- Opening Delimiter -

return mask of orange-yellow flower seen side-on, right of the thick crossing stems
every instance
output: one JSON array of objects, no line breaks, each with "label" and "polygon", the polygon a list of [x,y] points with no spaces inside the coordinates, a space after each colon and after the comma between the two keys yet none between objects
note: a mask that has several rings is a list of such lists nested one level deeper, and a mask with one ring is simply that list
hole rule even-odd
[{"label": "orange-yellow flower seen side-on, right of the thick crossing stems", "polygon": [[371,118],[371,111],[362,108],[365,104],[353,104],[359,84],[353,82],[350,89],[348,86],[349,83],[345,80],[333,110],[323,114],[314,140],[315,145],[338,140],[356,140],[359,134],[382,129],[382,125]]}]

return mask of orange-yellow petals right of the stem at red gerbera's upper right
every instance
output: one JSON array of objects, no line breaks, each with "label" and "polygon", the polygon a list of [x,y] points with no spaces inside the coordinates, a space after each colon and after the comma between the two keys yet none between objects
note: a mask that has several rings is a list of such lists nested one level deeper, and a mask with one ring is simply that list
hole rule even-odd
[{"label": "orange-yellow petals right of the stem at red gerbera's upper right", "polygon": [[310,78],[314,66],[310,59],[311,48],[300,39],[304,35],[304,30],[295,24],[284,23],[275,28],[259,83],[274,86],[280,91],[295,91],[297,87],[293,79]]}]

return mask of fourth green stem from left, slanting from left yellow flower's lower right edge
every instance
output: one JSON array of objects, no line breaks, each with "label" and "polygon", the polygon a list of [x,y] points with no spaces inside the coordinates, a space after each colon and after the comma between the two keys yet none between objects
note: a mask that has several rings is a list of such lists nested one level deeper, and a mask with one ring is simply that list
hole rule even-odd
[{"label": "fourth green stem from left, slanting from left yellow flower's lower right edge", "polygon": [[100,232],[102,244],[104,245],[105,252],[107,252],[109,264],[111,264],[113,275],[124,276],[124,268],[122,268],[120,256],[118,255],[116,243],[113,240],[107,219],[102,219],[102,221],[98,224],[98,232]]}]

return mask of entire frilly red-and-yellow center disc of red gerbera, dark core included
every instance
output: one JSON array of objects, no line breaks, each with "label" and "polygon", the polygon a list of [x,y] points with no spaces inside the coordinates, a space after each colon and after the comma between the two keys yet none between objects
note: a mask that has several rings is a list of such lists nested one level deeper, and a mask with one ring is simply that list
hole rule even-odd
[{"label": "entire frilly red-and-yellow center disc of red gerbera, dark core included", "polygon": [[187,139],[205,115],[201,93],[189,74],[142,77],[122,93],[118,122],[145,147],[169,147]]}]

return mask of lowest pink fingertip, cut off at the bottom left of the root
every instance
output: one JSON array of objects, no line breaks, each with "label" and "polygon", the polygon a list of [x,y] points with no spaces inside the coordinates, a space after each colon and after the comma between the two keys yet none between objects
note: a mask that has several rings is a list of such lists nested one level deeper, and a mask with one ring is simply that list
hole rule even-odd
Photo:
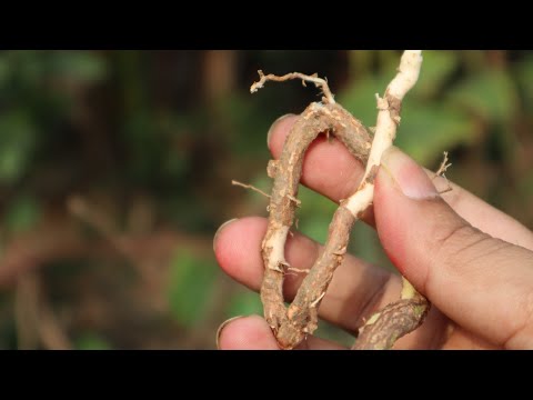
[{"label": "lowest pink fingertip, cut off at the bottom left of the root", "polygon": [[221,350],[280,350],[272,330],[259,316],[230,320],[219,332]]}]

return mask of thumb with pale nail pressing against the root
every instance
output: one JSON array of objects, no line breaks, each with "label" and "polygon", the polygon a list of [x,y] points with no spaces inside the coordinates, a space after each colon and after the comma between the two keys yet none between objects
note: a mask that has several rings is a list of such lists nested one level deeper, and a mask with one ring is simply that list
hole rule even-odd
[{"label": "thumb with pale nail pressing against the root", "polygon": [[399,149],[381,164],[374,214],[394,266],[463,328],[499,346],[533,348],[533,252],[472,227]]}]

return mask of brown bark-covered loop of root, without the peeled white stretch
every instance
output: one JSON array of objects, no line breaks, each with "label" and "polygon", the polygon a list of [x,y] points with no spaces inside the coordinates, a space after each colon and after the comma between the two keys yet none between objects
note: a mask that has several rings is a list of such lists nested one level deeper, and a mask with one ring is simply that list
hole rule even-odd
[{"label": "brown bark-covered loop of root, without the peeled white stretch", "polygon": [[[324,267],[320,267],[316,271],[311,270],[300,289],[302,293],[308,294],[300,294],[298,297],[299,302],[289,310],[288,314],[283,300],[283,277],[290,266],[283,257],[284,243],[286,233],[294,222],[294,211],[298,206],[295,198],[305,151],[322,132],[334,134],[363,163],[368,160],[371,147],[371,137],[366,129],[341,106],[336,103],[312,103],[296,120],[286,137],[280,159],[272,160],[269,163],[268,172],[274,179],[274,182],[269,207],[269,224],[262,243],[265,271],[261,287],[261,300],[264,304],[264,317],[283,348],[293,348],[306,333],[313,330],[311,328],[315,326],[316,320],[313,314],[315,314],[320,299],[311,298],[309,296],[310,289],[313,287],[320,288],[319,294],[322,294],[334,269],[342,261],[342,256],[328,256],[328,252],[323,254],[323,261],[319,264]],[[351,218],[350,212],[339,211],[339,214],[342,216],[342,218],[338,218],[339,221],[344,226],[349,224],[351,228],[353,218]],[[348,243],[349,233],[350,230],[348,229],[344,234],[344,243]],[[336,242],[338,240],[331,241],[326,249],[339,252],[340,249],[332,249]],[[324,269],[328,271],[323,271]],[[316,281],[316,279],[322,279],[324,274],[330,278],[324,281]]]}]

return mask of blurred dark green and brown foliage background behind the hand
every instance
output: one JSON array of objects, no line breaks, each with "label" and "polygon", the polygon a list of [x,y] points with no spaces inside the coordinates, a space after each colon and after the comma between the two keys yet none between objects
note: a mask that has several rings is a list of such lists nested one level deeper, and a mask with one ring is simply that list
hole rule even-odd
[{"label": "blurred dark green and brown foliage background behind the hand", "polygon": [[[262,313],[214,260],[228,219],[266,216],[270,124],[320,99],[257,70],[328,77],[374,126],[400,51],[1,51],[0,349],[213,349]],[[396,144],[533,228],[533,53],[426,51]],[[335,204],[302,188],[323,241]],[[351,251],[389,266],[356,224]],[[390,266],[389,266],[390,267]],[[319,336],[352,339],[325,323]]]}]

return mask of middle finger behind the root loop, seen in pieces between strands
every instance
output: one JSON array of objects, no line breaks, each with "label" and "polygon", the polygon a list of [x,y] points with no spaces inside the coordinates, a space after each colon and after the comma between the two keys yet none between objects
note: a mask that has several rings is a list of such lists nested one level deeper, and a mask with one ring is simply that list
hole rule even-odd
[{"label": "middle finger behind the root loop, seen in pieces between strands", "polygon": [[[250,217],[224,227],[217,236],[215,256],[221,268],[239,282],[259,291],[263,279],[261,240],[266,219]],[[301,233],[289,236],[285,246],[288,262],[301,270],[310,269],[322,246]],[[284,297],[291,301],[305,273],[288,273]],[[398,300],[401,281],[398,276],[346,254],[338,268],[321,307],[321,318],[354,332],[363,317]]]}]

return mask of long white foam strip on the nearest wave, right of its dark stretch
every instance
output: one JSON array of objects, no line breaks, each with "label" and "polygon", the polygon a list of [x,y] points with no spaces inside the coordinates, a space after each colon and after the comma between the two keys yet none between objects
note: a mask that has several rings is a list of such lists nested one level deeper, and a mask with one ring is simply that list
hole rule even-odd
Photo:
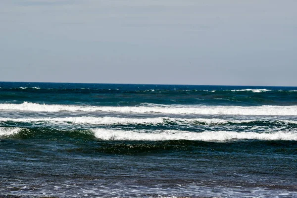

- Closing Delimiter -

In your copy, leave out the pictures and reproduce the material above exactly.

return mask of orange-yellow flower seen side-on, right of the thick crossing stems
every instance
output: one JSON array of objects, no line breaks, each with "label" and "polygon", the polygon a list of [x,y] points with no spaces inside the coordinates, a space after each colon and after the comma between the two keys yet none between objects
note: a mask that has several rings is a list of such lists nested one level deeper, and a mask with one ring is simply that list
hole rule even-odd
[{"label": "orange-yellow flower seen side-on, right of the thick crossing stems", "polygon": [[371,118],[371,111],[362,108],[365,104],[353,104],[359,84],[353,82],[350,89],[348,86],[349,83],[345,80],[333,110],[323,114],[314,140],[315,145],[338,140],[356,140],[359,134],[382,129],[382,125]]}]

return mask of orange-yellow petals right of the stem at red gerbera's upper right
every instance
output: one JSON array of objects, no line breaks, each with "label" and "polygon", the polygon a list of [x,y] points with no spaces inside the coordinates, a space after each colon and after the comma between the two keys yet none between objects
note: a mask that has several rings is a list of such lists nested one level deeper, and a mask with one ring is simply that list
hole rule even-odd
[{"label": "orange-yellow petals right of the stem at red gerbera's upper right", "polygon": [[310,78],[314,66],[310,59],[311,48],[300,39],[304,35],[304,30],[295,24],[284,23],[275,28],[259,83],[274,86],[280,91],[295,91],[297,87],[293,79]]}]

return mask of fourth green stem from left, slanting from left yellow flower's lower right edge
every instance
output: one JSON array of objects, no line breaks, each with "label" and "polygon", the polygon a list of [x,y] points with no spaces inside the coordinates, a space after each colon and after the comma between the two keys yet none between objects
note: a mask that has several rings is a list of such lists nested one level deeper, and a mask with one ring is simply that list
hole rule even-odd
[{"label": "fourth green stem from left, slanting from left yellow flower's lower right edge", "polygon": [[100,232],[102,244],[104,245],[105,252],[107,252],[109,264],[111,264],[113,275],[124,276],[124,268],[122,268],[120,256],[118,255],[116,243],[113,240],[107,219],[102,219],[102,221],[98,224],[98,232]]}]

return mask of entire frilly red-and-yellow center disc of red gerbera, dark core included
every instance
output: one JSON array of objects, no line breaks, each with "label" and "polygon", the polygon a list of [x,y] points with no spaces inside the coordinates, a space after each colon and after the comma between the two keys yet none between objects
note: a mask that has several rings is a list of such lists nested one level deeper, and a mask with one ring is simply that list
hole rule even-odd
[{"label": "entire frilly red-and-yellow center disc of red gerbera, dark core included", "polygon": [[187,139],[205,115],[201,93],[189,74],[142,77],[122,93],[118,122],[145,147],[169,147]]}]

return mask of lowest pink fingertip, cut off at the bottom left of the root
every instance
output: one JSON array of objects, no line breaks, each with "label" and "polygon", the polygon a list of [x,y] points with no spaces inside the coordinates, a space after each colon and after the comma between the two keys yet none between objects
note: a mask that has several rings is a list of such lists nested one level deeper, and a mask with one ring is simply that list
hole rule even-odd
Photo:
[{"label": "lowest pink fingertip, cut off at the bottom left of the root", "polygon": [[221,350],[280,350],[272,330],[259,316],[230,320],[219,332]]}]

return mask of thumb with pale nail pressing against the root
every instance
output: one JSON array of objects, no line breaks, each with "label" and "polygon", the polygon a list of [x,y] points with no spaces inside the coordinates, a space after each colon and after the comma between the two keys yet none between objects
note: a mask that has several rings is a list of such lists nested one level deeper, and a mask with one ring is simply that list
hole rule even-odd
[{"label": "thumb with pale nail pressing against the root", "polygon": [[399,149],[381,164],[374,214],[394,266],[463,328],[499,346],[533,348],[533,252],[472,227]]}]

return mask of brown bark-covered loop of root, without the peeled white stretch
every instance
output: one JSON array of objects, no line breaks, each with "label" and "polygon", the polygon a list of [x,y] points with no spaces inside the coordinates, a space after each colon and after the comma between the two keys yet none between objects
note: a mask that has several rings is a list of such lists nested one level deeper, and a mask with one ring is simply that list
hole rule even-odd
[{"label": "brown bark-covered loop of root, without the peeled white stretch", "polygon": [[[324,267],[320,267],[316,271],[311,270],[300,289],[302,293],[308,294],[300,294],[298,297],[299,302],[289,310],[288,314],[283,300],[283,277],[290,266],[283,257],[284,243],[286,233],[294,222],[294,211],[298,206],[295,198],[305,151],[322,132],[334,134],[363,163],[368,160],[371,147],[371,137],[366,129],[341,106],[336,103],[312,103],[296,120],[286,137],[280,159],[272,160],[269,163],[268,172],[274,179],[274,182],[269,207],[269,224],[262,243],[265,271],[261,287],[261,300],[264,304],[264,317],[283,348],[293,348],[306,333],[313,330],[311,328],[315,326],[316,320],[313,314],[315,314],[320,299],[311,298],[309,296],[310,289],[313,287],[320,288],[319,294],[322,294],[334,269],[342,261],[342,256],[328,256],[328,252],[323,254],[323,261],[319,264]],[[351,218],[350,212],[339,211],[339,214],[342,216],[342,218],[338,218],[339,221],[344,226],[349,224],[351,228],[353,218]],[[348,243],[349,233],[350,230],[348,229],[344,234],[344,243]],[[336,242],[338,240],[331,241],[326,249],[339,252],[340,249],[332,249]],[[324,269],[328,271],[323,271]],[[316,281],[316,279],[322,279],[324,274],[330,278],[324,281]]]}]

return mask of blurred dark green and brown foliage background behind the hand
every instance
output: one JSON array of objects, no line breaks, each with "label" and "polygon", the polygon a list of [x,y] points with no spaces inside the coordinates, a space after each colon and after the comma between the two keys yet none between objects
note: a mask that has several rings is a list of such lists nested one level deeper, and a mask with one ring is simply that list
hole rule even-odd
[{"label": "blurred dark green and brown foliage background behind the hand", "polygon": [[[262,313],[214,260],[228,219],[266,216],[270,124],[320,99],[257,70],[328,77],[374,126],[400,51],[1,51],[0,349],[213,349]],[[396,144],[533,228],[533,53],[426,51]],[[335,204],[302,188],[323,241]],[[351,251],[389,266],[356,224]],[[390,266],[389,266],[390,267]],[[319,336],[352,339],[325,323]]]}]

return mask of middle finger behind the root loop, seen in pieces between strands
every instance
output: one JSON array of objects, no line breaks, each with "label" and "polygon", the polygon a list of [x,y] points with no spaces inside the coordinates, a space after each colon and after the comma between the two keys yet none between objects
note: a mask that has several rings is a list of such lists nested one level deeper, and a mask with one ring is simply that list
hole rule even-odd
[{"label": "middle finger behind the root loop, seen in pieces between strands", "polygon": [[[250,217],[224,227],[217,236],[215,256],[221,268],[239,282],[259,291],[263,279],[261,240],[266,219]],[[301,233],[289,236],[285,246],[288,262],[301,270],[310,269],[322,246]],[[284,297],[291,301],[305,273],[288,273]],[[398,300],[401,281],[398,276],[346,254],[338,268],[321,307],[321,318],[354,332],[363,317]]]}]

return mask of long white foam strip on the nearest wave, right of its dark stretch
every instance
output: one JSON array of objects, no line breaks, each with "label" and "polygon", the polygon a list of [x,y] points with no spaces inside the coordinates, a space after each colon and after the comma between the two keys yet none between objects
note: a mask that has several rings is a list of such lists nested one level deeper, and a mask with one ring is simply that list
hole rule even-odd
Photo:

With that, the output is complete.